» **Exercise requirements**:
Copy every one of the records below word for word, keeping each line as it stands.

» **Records for the task**:
* Begin *

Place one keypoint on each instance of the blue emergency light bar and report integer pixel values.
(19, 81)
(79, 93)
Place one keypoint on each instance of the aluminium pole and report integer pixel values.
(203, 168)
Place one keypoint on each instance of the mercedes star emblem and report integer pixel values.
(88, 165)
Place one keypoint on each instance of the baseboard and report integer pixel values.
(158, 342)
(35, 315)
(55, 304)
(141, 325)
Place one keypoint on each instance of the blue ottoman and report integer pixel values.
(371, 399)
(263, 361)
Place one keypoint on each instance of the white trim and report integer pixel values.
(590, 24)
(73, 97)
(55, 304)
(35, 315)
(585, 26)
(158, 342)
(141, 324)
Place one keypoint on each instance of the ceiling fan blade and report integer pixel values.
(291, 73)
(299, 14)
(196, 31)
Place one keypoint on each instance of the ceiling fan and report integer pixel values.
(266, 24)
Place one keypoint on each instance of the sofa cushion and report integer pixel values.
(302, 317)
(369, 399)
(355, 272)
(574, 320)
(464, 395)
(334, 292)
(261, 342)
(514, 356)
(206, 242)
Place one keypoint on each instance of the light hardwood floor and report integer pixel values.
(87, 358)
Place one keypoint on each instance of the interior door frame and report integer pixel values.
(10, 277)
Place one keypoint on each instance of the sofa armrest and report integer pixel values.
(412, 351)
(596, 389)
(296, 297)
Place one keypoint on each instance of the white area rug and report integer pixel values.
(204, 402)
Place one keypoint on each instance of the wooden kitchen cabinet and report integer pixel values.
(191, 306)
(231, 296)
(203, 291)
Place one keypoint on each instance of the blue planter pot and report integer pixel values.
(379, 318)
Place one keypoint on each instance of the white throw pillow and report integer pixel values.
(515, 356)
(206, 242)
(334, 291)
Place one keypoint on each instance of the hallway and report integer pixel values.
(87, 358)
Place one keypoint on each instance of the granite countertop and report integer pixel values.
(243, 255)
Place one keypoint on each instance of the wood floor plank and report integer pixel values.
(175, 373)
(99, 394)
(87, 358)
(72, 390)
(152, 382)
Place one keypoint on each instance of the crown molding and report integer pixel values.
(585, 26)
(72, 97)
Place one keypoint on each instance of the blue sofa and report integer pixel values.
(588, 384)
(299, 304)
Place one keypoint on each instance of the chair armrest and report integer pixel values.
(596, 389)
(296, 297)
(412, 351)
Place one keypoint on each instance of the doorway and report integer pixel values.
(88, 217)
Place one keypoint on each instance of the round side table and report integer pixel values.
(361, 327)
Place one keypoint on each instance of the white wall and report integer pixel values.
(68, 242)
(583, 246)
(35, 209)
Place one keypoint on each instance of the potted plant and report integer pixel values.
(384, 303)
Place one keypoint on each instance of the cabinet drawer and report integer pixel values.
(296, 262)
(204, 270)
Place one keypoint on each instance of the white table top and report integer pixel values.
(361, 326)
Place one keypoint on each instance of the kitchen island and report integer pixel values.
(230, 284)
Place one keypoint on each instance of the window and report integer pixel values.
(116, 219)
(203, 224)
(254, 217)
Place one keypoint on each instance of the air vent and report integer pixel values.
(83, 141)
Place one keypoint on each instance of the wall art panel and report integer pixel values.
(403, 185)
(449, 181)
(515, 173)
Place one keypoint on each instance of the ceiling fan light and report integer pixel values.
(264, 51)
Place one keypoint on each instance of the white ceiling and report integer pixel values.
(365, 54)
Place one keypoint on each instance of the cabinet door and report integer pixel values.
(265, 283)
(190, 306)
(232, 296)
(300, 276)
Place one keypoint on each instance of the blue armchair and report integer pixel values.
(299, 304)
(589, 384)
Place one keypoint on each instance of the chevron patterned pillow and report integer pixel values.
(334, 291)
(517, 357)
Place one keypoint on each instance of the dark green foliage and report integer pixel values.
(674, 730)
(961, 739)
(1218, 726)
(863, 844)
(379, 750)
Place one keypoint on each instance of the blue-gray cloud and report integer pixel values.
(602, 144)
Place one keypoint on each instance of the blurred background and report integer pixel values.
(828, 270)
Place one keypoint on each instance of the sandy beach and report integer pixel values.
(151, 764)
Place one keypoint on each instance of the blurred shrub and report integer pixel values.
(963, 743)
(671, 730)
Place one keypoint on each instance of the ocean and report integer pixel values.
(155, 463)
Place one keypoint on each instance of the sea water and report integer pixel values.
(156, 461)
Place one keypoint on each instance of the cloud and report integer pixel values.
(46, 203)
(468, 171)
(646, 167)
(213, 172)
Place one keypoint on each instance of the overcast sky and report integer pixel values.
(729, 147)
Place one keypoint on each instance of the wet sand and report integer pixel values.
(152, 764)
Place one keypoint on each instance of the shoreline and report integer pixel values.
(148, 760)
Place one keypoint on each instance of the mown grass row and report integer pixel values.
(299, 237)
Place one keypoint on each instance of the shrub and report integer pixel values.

* End *

» **Full answer**:
Place one keypoint on each instance of the blue emergency light bar and report integer pixel values.
(19, 81)
(79, 93)
Place one keypoint on each instance of the aluminium pole and report integer pixel values.
(203, 168)
Place one keypoint on each instance of the mercedes star emblem and report integer pixel values.
(88, 165)
Place one keypoint on each instance of the baseboard and report integer pixel values.
(158, 342)
(35, 315)
(55, 304)
(141, 325)
Place one keypoint on each instance of the blue ottoman and report integer pixel values.
(371, 399)
(263, 361)
Place one keypoint on each instance of the white trim and report integer pixel values.
(590, 24)
(73, 97)
(55, 304)
(35, 315)
(585, 26)
(158, 342)
(141, 324)
Place one keypoint on each instance of the ceiling fan blade and report integer pixel values.
(291, 73)
(299, 14)
(196, 31)
Place one keypoint on each instance of the ceiling fan and report integer pixel values.
(266, 24)
Place one keypoint on each instance of the sofa cushion and report integer pixel values.
(302, 317)
(369, 399)
(355, 272)
(574, 320)
(464, 395)
(334, 292)
(261, 342)
(514, 356)
(206, 242)
Place one keypoint on each instance of the light hardwood floor and report integer pixel values.
(87, 358)
Place one keypoint on each instance of the interior door frame and report integer pixel values.
(10, 277)
Place one keypoint on each instance of the sofa armrest and report integer pixel values.
(412, 351)
(596, 389)
(296, 297)
Place one keypoint on each instance of the white area rug and report integer pixel values.
(204, 402)
Place one keypoint on each instance of the wooden kitchen cabinet and report integer pixel values.
(191, 306)
(231, 296)
(203, 291)
Place one keypoint on each instance of the blue planter pot and report integer pixel values.
(379, 318)
Place one keypoint on each instance of the white throw pillow and report integer pixel values.
(515, 356)
(206, 242)
(334, 291)
Place one keypoint on each instance of the hallway and report integer pixel values.
(87, 358)
Place one keypoint on each instance of the granite countertop and report integer pixel values.
(243, 255)
Place one keypoint on each instance of the wood floor plank and report integer pixel values.
(175, 373)
(99, 394)
(87, 358)
(72, 390)
(152, 382)
Place one keypoint on each instance of the crown molding and report integer pixel values.
(585, 26)
(72, 97)
Place one keypoint on each instance of the blue sofa and report integer pixel values.
(588, 384)
(299, 304)
Place one keypoint on each instance of the chair armrest and report integer pixel values.
(596, 389)
(296, 297)
(412, 351)
Place one keypoint on each instance of the doorway and report integer pixel values.
(88, 217)
Place one keypoint on each instance of the round side table and report integer pixel values.
(361, 327)
Place one keypoint on each instance of the white wall and report integer pixel values.
(68, 242)
(583, 246)
(35, 209)
Place one keypoint on each instance of the potted plant and report integer pixel values.
(384, 303)
Place one keypoint on each instance of the cabinet drawer and report integer pixel values.
(296, 262)
(204, 270)
Place one keypoint on each instance of the white table top and report integer pixel values.
(361, 326)
Place one keypoint on each instance of the kitchen island and report integer pixel values.
(230, 284)
Place one keypoint on each instance of the window and report integer pixel values.
(116, 219)
(203, 224)
(254, 217)
Place one keypoint on each instance of the air vent and report integer pixel values.
(83, 141)
Place one keypoint on each instance of the wall art panel and report integer pixel values.
(403, 185)
(449, 181)
(515, 173)
Place one keypoint on each instance of the ceiling fan light and report integer pixel values.
(264, 51)
Place one keypoint on each instance of the white ceiling and report integer pixel values.
(365, 54)
Place one keypoint on each instance of the cabinet door and report integer pixel values.
(265, 283)
(190, 306)
(232, 296)
(300, 276)
Place one keypoint on each instance of the blue armchair and report integer pixel values.
(299, 304)
(589, 384)
Place one keypoint on each instance of the chevron patterned pillow and report integer pixel values.
(334, 291)
(517, 357)
Place one keypoint on each instance of the dark green foliage and report integer pixel values.
(674, 730)
(961, 739)
(1218, 726)
(863, 844)
(379, 750)
Place one keypoint on each instance of the blue-gray cloud and report integer pixel values.
(602, 144)
Place one keypoint on each instance of the blurred background and report integer pixel values.
(828, 270)
Place one keypoint on each instance of the sandy beach and report integer pixel values.
(151, 764)
Place one keypoint on each instance of the blurred shrub and report integer pixel values.
(963, 743)
(671, 730)
Place one keypoint on each instance of the ocean and report integer pixel values.
(155, 463)
Place one keypoint on each instance of the sea water and report integer pixel values.
(156, 461)
Place one keypoint on each instance of the cloud and report integer pixel values.
(46, 203)
(468, 171)
(646, 167)
(213, 172)
Place one keypoint on each instance of the overcast sky and report integer pixel values.
(729, 147)
Place one keypoint on each instance of the wet sand and report integer pixel values.
(152, 764)
Place one keypoint on each instance of the shoreline and report integer pixel values.
(148, 760)
Place one keypoint on each instance of the mown grass row and report integer pixel values.
(299, 237)
Place one keypoint on each instance of the shrub and report integer pixel values.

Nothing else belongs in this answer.